These general considerations are particularly relevant for the case of US midterm elections. The mere absence of a presidential race at midterm highlights the fact that these ballots follow the election of a president, and they will be followed by the election of another. I argue that the specifics of this situation—the ramifications of the last presidential election and the anticipation of the next—are crucial for voting behavior aiming at policy influence.

A focus on models of repeated elections brings together insights from as yet distinct literatures to demonstrate how voters use midterm elections to adjust the course of federal policy halfway into a presidential term. Such adjustment works through the interplay of two mechanisms:

  1. 1. A direct mechanism, commonly known as “balancing,” by which voters react at midterm to the preceding presidential election by strengthening the party of the losing presidential candidate in Congress, so that the legislation produced by the federal government as a whole will be more moderate.

  2. 2. An indirect mechanism, commonly known as “voice” or “signaling,” by which voters use midterm elections to send a message of dissatisfaction with policy to the president, on pain of defection in the following presidential election in case the incumbent fails to respond.

Because both balancing and voice typically hurt the incumbent administration, they contribute to the recurring phenomenon of the “midterm loss”: the almost universal pattern of the party controlling the presidency (the “in-party”) losing support to the other major party (the “out-party”). At the same time, the model also predicts patterns that may be less intuitive. Because policy-oriented behavior is attracted by circumstances that make balancing more necessary and voice more promising, it tends to spare the in-party in dark electoral times—or may even come to the aid of the president. Thus, thorough application of balancing/voice logic shows that conventional expectations of its political impact underestimate the rationality of the electorate.

Although balancing and voice are theoretically distinct, this does not mean that they are mutually exclusive. Quite the contrary—I argue theoretically and demonstrate empirically that policy-oriented behavior is pursued by those voters who have a balancing incentive and are most motivated to use voice. In essence, effective voice depends on the exit threat that accompanies balancing, and balancing is more valuable when combined with the opportunity to voice a preference for centrist policy. Modeling the two mechanisms in interaction yields a more powerful explanation of electoral behavior than either one alone.

○ ○ ○ ○ ○ ○ ○

§ SHORT PROBLEM:
Return, unchanged, the portion of the midterm elections text that runs from "A focus on models" up to and including "fails to respond.".

§ SUPPLIED DATA:
○ ○ ○ ○ ○ ○ ○

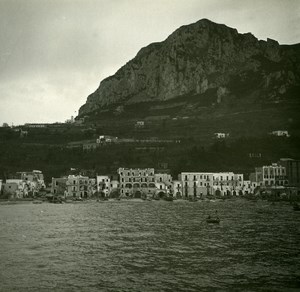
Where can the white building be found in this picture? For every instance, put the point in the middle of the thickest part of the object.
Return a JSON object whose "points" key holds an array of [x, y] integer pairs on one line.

○ ○ ○ ○ ○ ○ ○

§ SOLUTION:
A focus on models of repeated elections brings together insights from as yet distinct literatures to demonstrate how voters use midterm elections to adjust the course of federal policy halfway into a presidential term. Such adjustment works through the interplay of two mechanisms:

  1. 1. A direct mechanism, commonly known as “balancing,” by which voters react at midterm to the preceding presidential election by strengthening the party of the losing presidential candidate in Congress, so that the legislation produced by the federal government as a whole will be more moderate.

  2. 2. An indirect mechanism, commonly known as “voice” or “signaling,” by which voters use midterm elections to send a message of dissatisfaction with policy to the president, on pain of defection in the following presidential election in case the incumbent fails to respond.